▸ **Exercise goal**: Please pick out and copy every line in the rows below that contains the word "sign".
· · ·
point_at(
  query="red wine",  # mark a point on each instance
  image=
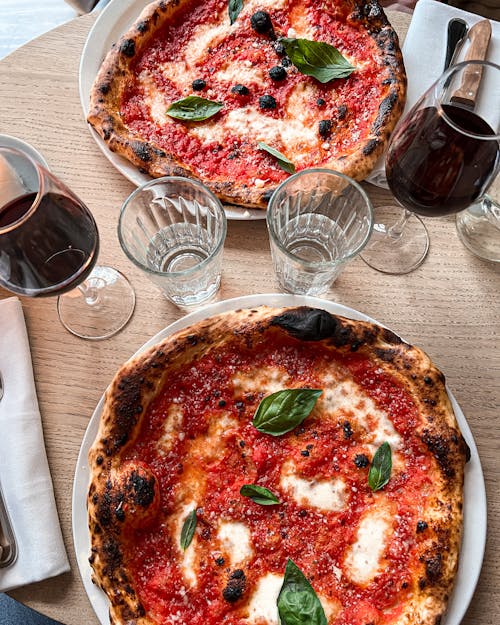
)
(432, 169)
(51, 250)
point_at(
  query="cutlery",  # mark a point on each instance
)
(8, 549)
(457, 31)
(479, 37)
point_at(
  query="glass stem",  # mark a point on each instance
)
(395, 232)
(91, 292)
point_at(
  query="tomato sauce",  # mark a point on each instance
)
(320, 448)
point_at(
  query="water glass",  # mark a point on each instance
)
(318, 220)
(174, 228)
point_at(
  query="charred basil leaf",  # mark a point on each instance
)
(194, 109)
(381, 467)
(298, 603)
(234, 9)
(283, 162)
(317, 59)
(188, 529)
(259, 494)
(282, 411)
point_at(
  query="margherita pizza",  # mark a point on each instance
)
(241, 93)
(271, 466)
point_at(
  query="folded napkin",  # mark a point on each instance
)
(424, 52)
(24, 471)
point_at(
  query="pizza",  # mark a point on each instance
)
(240, 94)
(277, 465)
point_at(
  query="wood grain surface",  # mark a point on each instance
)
(450, 306)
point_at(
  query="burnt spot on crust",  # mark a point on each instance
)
(384, 110)
(434, 567)
(142, 150)
(235, 586)
(127, 47)
(370, 147)
(307, 324)
(141, 489)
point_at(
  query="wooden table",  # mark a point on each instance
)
(450, 307)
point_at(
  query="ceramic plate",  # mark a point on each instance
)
(474, 537)
(114, 20)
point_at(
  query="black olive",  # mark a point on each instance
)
(325, 128)
(267, 102)
(198, 84)
(277, 72)
(240, 90)
(279, 48)
(361, 461)
(261, 22)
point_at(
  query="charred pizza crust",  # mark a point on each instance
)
(126, 495)
(117, 74)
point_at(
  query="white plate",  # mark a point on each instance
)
(114, 20)
(474, 537)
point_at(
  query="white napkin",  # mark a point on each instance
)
(424, 53)
(24, 471)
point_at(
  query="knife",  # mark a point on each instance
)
(479, 38)
(457, 30)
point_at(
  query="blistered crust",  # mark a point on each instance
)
(125, 495)
(116, 75)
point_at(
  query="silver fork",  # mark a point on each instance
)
(8, 549)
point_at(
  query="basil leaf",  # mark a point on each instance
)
(188, 529)
(234, 9)
(259, 494)
(193, 108)
(317, 59)
(282, 411)
(298, 603)
(380, 469)
(283, 162)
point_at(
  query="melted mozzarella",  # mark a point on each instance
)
(324, 494)
(364, 557)
(268, 380)
(236, 541)
(263, 607)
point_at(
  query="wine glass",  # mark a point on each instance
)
(442, 157)
(48, 246)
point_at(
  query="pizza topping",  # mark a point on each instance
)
(325, 127)
(193, 108)
(282, 160)
(282, 411)
(240, 90)
(235, 586)
(278, 72)
(234, 9)
(188, 529)
(297, 600)
(267, 102)
(259, 494)
(198, 84)
(361, 461)
(261, 23)
(381, 467)
(317, 59)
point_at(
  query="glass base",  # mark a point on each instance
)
(100, 307)
(396, 246)
(478, 228)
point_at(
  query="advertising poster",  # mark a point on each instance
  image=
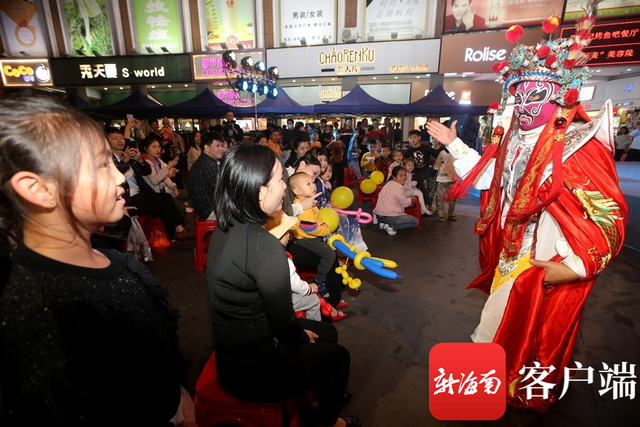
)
(209, 66)
(21, 28)
(88, 26)
(158, 26)
(612, 43)
(26, 72)
(396, 19)
(230, 22)
(481, 15)
(606, 9)
(311, 20)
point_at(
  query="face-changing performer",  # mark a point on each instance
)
(552, 214)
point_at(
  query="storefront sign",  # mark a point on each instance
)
(396, 19)
(612, 43)
(478, 52)
(606, 9)
(158, 26)
(409, 57)
(482, 15)
(21, 28)
(209, 66)
(27, 72)
(330, 93)
(307, 22)
(87, 25)
(127, 70)
(236, 98)
(230, 22)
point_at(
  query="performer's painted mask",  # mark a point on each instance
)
(533, 105)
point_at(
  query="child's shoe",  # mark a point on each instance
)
(338, 316)
(322, 290)
(389, 229)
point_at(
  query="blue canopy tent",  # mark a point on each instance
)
(205, 104)
(282, 105)
(358, 102)
(438, 103)
(79, 103)
(137, 104)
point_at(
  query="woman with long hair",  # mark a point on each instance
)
(263, 351)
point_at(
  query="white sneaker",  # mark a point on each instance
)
(389, 229)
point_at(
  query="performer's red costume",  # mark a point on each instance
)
(540, 322)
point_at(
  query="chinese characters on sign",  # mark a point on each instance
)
(230, 22)
(310, 22)
(89, 71)
(606, 9)
(396, 19)
(157, 25)
(612, 43)
(210, 66)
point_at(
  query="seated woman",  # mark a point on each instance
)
(299, 148)
(264, 352)
(392, 201)
(195, 150)
(159, 180)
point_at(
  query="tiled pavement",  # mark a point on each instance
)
(393, 324)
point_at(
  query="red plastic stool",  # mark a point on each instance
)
(414, 210)
(203, 236)
(214, 405)
(349, 177)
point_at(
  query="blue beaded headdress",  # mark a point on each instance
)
(549, 61)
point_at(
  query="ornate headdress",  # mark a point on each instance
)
(549, 61)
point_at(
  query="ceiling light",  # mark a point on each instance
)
(260, 67)
(273, 73)
(247, 62)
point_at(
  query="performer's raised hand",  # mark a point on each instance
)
(444, 134)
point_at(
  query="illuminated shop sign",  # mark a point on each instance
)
(27, 72)
(112, 70)
(209, 66)
(612, 43)
(330, 93)
(476, 53)
(407, 57)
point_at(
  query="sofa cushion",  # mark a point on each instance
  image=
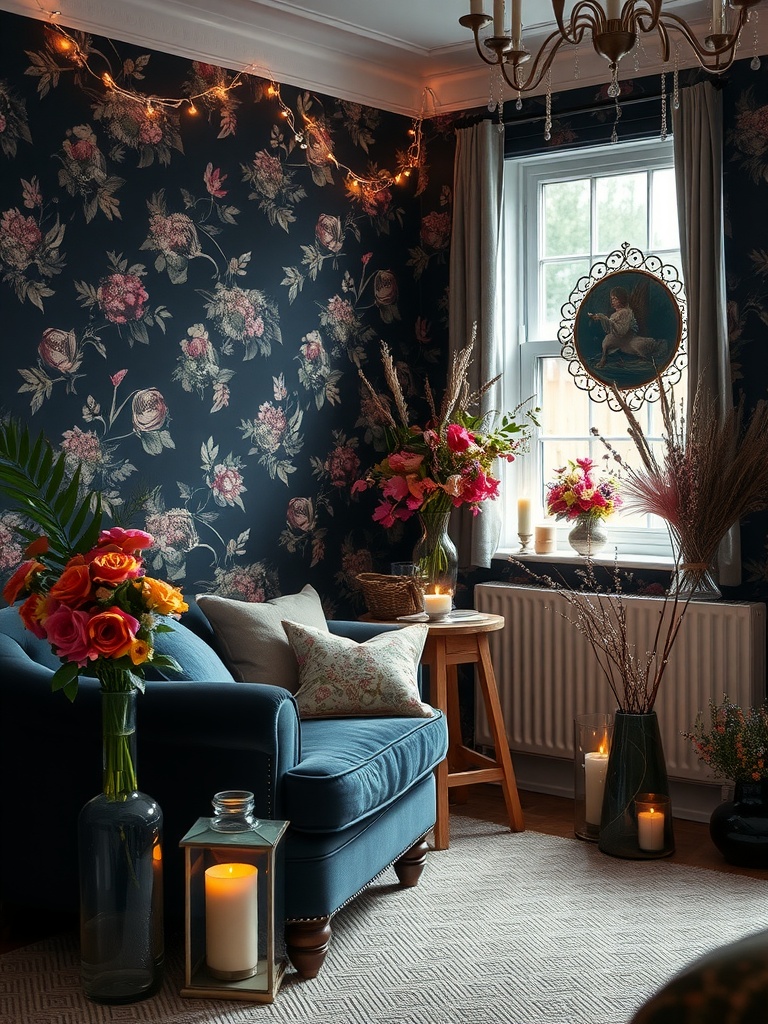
· · ·
▸ **Reply**:
  query="storefront sign",  # mark a point on each instance
  query="chinese characters on sign",  # mark a point on each instance
  query="illuminated shop sign",  # mark a point on each instance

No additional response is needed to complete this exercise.